Put the lines of the records from the line with "Target: white ceramic bowl" to the line with "(769, 1018)" into a numbered list, leaving out any blank lines.

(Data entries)
+---+

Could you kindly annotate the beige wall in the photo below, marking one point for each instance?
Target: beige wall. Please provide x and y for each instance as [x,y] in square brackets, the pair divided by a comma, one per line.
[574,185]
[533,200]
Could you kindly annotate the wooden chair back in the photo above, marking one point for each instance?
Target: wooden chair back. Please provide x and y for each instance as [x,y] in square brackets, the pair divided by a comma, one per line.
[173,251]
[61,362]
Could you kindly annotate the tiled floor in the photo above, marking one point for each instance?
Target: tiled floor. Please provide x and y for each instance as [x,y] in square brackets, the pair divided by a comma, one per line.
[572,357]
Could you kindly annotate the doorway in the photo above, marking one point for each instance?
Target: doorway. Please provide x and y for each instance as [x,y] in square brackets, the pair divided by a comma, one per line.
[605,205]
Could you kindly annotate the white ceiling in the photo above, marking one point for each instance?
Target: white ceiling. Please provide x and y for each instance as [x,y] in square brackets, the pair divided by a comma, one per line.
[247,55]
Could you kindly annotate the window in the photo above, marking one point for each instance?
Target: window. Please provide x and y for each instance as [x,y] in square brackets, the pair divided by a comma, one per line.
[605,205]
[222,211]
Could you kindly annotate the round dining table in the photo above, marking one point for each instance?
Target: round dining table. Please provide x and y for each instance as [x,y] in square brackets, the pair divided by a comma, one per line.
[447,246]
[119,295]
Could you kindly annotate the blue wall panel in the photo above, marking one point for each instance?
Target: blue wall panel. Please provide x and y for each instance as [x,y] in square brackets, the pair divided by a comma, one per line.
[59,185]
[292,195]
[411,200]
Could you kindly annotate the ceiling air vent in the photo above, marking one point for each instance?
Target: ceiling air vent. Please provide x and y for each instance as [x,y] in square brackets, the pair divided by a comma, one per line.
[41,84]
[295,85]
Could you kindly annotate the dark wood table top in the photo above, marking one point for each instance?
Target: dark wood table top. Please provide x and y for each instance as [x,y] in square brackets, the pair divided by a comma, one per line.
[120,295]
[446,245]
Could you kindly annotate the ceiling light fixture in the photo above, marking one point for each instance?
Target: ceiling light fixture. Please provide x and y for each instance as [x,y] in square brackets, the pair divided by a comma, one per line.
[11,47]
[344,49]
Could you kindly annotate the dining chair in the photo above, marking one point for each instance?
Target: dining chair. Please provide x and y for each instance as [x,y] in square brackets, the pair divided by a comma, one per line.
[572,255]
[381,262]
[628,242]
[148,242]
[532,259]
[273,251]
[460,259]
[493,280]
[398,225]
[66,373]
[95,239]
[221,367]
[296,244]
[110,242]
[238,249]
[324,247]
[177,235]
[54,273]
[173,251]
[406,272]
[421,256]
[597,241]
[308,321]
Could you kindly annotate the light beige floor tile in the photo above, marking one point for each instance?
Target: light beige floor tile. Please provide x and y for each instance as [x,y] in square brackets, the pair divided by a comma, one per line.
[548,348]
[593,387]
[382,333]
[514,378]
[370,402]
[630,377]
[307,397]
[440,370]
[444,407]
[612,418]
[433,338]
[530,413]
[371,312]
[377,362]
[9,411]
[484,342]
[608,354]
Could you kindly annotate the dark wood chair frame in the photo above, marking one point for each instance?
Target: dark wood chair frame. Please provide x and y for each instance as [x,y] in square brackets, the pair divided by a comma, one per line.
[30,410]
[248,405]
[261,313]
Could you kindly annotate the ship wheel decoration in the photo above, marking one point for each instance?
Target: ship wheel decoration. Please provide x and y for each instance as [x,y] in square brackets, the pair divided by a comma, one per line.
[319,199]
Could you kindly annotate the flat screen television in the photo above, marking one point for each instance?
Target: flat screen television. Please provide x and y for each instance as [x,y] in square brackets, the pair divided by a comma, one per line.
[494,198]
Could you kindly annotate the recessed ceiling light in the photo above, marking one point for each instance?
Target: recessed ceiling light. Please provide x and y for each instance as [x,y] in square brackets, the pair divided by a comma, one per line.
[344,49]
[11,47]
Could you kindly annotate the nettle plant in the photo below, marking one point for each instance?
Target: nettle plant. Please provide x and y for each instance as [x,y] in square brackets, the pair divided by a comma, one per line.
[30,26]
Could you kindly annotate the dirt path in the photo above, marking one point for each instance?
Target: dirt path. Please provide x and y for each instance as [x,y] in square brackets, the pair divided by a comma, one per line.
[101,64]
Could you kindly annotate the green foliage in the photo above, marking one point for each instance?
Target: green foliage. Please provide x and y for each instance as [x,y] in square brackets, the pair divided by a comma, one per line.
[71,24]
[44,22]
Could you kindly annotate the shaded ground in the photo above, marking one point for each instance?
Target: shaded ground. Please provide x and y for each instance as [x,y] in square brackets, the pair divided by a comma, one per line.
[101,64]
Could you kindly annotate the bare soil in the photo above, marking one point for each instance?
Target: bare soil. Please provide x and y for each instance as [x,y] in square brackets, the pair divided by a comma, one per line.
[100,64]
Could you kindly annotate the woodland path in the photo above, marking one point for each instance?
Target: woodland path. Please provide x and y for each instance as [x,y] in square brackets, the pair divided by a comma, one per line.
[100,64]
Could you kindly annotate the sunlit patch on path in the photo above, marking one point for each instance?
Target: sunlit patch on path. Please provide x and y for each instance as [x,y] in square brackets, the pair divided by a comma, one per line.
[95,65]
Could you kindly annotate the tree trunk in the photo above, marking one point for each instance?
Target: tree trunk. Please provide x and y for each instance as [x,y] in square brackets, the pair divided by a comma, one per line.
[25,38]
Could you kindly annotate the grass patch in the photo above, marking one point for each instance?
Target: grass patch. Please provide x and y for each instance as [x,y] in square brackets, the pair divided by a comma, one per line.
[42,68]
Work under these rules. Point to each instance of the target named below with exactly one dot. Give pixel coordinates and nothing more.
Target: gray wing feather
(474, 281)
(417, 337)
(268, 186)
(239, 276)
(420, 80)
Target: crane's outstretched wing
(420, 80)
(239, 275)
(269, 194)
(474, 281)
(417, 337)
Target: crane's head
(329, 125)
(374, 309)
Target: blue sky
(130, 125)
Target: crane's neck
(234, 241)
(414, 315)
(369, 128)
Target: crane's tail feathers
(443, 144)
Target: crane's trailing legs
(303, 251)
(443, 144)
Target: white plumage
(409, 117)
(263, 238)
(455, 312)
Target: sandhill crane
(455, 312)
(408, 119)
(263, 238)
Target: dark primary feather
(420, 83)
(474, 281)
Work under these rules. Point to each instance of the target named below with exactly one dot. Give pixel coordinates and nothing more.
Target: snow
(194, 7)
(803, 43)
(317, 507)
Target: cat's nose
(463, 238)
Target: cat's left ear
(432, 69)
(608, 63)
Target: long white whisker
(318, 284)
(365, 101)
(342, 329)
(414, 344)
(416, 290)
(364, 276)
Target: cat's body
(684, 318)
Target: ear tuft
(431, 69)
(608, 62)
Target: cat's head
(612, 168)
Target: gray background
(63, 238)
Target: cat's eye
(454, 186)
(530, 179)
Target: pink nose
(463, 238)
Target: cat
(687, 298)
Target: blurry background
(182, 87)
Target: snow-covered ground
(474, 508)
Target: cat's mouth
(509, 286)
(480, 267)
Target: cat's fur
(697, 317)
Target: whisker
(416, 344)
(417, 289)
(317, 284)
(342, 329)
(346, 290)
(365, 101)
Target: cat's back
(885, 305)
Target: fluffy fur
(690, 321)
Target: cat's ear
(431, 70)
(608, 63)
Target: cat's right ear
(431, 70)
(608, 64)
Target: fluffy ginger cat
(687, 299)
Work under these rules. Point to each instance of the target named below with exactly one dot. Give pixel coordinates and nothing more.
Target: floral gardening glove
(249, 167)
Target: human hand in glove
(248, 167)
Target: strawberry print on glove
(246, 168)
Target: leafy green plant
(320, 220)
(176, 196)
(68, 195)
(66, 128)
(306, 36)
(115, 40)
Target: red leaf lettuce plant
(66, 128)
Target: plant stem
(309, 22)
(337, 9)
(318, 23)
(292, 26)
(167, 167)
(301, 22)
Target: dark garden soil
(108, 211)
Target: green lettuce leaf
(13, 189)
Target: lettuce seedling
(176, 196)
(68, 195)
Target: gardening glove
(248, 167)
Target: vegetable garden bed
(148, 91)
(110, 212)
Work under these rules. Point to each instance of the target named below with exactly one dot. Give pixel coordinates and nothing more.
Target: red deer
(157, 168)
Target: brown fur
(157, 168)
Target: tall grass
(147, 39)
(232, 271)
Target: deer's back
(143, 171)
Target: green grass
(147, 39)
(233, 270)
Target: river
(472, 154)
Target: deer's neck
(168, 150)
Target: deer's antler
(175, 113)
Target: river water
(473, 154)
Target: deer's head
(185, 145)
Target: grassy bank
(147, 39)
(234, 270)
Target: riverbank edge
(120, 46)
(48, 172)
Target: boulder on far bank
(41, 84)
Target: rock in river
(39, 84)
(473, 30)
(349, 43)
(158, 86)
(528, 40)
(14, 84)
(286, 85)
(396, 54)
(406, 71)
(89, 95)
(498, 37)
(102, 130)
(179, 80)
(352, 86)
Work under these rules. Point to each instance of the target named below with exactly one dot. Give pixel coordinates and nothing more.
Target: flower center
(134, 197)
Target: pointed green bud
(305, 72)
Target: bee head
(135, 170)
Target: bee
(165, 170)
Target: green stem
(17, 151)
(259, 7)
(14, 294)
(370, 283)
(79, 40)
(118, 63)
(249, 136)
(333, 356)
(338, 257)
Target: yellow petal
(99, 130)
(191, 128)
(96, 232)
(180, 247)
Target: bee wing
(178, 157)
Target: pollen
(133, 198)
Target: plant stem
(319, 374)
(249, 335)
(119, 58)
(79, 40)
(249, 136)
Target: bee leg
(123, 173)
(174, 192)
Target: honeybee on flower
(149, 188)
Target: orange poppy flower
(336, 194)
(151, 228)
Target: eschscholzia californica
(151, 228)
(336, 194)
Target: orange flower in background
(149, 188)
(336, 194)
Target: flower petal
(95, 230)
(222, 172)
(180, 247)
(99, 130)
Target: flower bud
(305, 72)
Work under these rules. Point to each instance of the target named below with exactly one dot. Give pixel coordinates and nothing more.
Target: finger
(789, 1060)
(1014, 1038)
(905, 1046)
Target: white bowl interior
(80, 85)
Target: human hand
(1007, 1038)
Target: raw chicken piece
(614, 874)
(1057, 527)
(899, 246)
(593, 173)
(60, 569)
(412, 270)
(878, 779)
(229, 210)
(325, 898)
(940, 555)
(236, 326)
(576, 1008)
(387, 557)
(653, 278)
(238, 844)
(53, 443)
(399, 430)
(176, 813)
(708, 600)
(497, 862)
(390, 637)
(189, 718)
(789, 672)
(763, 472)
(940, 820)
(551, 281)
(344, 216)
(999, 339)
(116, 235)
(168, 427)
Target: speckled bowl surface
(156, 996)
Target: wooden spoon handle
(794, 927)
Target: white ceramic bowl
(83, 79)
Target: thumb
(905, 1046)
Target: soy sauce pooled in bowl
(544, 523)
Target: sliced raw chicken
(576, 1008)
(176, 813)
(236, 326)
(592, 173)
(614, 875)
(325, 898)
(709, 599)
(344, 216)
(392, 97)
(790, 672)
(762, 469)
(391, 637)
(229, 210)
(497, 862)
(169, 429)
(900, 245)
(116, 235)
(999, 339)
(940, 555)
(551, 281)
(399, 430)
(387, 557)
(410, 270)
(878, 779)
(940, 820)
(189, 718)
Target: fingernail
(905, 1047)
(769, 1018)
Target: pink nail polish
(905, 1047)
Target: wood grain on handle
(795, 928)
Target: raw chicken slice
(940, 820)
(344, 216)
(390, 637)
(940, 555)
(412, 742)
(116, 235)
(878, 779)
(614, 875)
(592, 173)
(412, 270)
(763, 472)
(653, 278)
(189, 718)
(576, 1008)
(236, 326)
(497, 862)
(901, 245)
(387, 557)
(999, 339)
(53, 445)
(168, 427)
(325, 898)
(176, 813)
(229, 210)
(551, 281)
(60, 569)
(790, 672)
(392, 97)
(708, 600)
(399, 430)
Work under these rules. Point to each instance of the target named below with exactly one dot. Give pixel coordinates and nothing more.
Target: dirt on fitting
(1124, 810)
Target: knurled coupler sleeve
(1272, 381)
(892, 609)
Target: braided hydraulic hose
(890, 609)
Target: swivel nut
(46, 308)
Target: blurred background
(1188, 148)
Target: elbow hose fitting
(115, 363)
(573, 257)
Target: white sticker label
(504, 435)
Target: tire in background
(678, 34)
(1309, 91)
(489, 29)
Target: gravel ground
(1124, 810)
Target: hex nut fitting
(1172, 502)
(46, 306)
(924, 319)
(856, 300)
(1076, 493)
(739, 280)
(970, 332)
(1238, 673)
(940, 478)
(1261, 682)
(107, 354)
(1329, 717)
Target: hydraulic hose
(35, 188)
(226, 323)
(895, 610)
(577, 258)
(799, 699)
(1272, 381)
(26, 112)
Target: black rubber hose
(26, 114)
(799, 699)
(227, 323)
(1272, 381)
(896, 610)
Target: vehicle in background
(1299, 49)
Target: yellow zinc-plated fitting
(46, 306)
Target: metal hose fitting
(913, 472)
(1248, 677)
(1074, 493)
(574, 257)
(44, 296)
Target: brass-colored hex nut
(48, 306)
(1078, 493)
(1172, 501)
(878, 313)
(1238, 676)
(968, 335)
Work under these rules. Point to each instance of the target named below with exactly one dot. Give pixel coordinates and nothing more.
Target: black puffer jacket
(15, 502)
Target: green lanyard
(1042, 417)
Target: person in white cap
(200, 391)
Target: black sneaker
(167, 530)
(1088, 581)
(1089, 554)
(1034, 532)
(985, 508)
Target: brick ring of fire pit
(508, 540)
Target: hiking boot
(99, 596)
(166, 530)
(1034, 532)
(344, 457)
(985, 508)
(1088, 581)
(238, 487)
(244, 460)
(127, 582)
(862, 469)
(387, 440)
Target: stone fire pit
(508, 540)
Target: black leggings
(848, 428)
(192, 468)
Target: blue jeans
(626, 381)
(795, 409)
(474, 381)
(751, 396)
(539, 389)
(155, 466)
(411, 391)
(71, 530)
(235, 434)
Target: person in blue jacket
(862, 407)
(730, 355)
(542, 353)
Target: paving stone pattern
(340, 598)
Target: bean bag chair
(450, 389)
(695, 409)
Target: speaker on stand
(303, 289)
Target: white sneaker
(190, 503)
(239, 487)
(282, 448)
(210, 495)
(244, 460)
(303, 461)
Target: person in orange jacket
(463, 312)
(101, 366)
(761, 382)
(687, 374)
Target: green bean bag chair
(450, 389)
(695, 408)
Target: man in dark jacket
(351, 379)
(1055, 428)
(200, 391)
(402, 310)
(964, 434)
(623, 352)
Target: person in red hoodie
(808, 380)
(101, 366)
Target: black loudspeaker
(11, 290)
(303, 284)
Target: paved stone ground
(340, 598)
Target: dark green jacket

+---+

- RESPONSE TO THIS EXERCISE -
1. Target: white ceramic bowl
2. (83, 79)
3. Target: thumb
4. (905, 1046)
5. Target: soy sauce pooled in bowl
6. (544, 523)
7. Target: sliced raw chicken
8. (576, 1008)
9. (176, 813)
10. (236, 326)
11. (592, 173)
12. (614, 875)
13. (325, 898)
14. (709, 599)
15. (344, 216)
16. (392, 97)
17. (790, 672)
18. (762, 469)
19. (391, 637)
20. (229, 210)
21. (497, 862)
22. (169, 429)
23. (900, 245)
24. (116, 235)
25. (999, 339)
26. (940, 555)
27. (551, 281)
28. (399, 430)
29. (387, 557)
30. (410, 270)
31. (878, 779)
32. (940, 820)
33. (189, 718)
34. Target: fingernail
35. (905, 1047)
36. (769, 1018)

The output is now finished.